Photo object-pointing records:
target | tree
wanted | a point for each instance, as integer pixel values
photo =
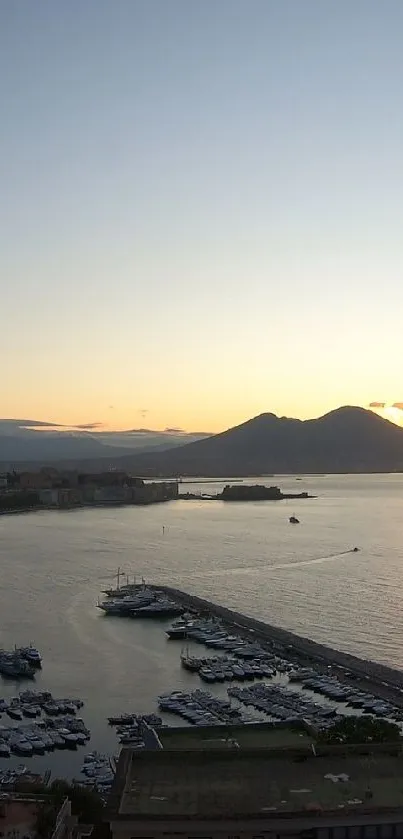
(361, 730)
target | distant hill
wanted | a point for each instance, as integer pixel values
(31, 443)
(348, 439)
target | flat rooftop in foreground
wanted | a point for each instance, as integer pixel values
(241, 782)
(245, 736)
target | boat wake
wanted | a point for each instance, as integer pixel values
(317, 561)
(285, 566)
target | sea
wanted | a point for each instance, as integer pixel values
(247, 556)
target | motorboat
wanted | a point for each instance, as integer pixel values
(31, 654)
(15, 713)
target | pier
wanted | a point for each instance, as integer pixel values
(381, 680)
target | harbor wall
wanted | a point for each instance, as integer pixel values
(311, 650)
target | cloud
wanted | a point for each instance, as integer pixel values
(139, 431)
(87, 426)
(174, 431)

▸ **Stated problem**:
Extract every line of the rows above word for word, omitting the pictures.

▸ **Answer for the task**:
target | tree
wanted | a point for each instance, as integer pixel values
photo =
(361, 730)
target | distant hill
wanted | a point for each instance, as integer pixel values
(31, 443)
(348, 439)
target | flat rooftop in foreground
wanted | a point for each instance, as integer pixel values
(241, 782)
(245, 736)
target | boat wake
wanted | a point for each instance, as integer pixel values
(317, 561)
(285, 566)
target | sea
wanted | a point for each instance, as integer pixel values
(247, 556)
target | motorboat
wanted | a point for each instance, as integer pixel values
(31, 654)
(15, 713)
target | pier
wanted | a point for each instance, as integer pixel values
(381, 680)
target | harbor wall
wanted | a point for each instance, as integer pixel values
(311, 650)
target | cloud
wanted | a point for each instance, as integer pixel values
(139, 431)
(87, 426)
(174, 431)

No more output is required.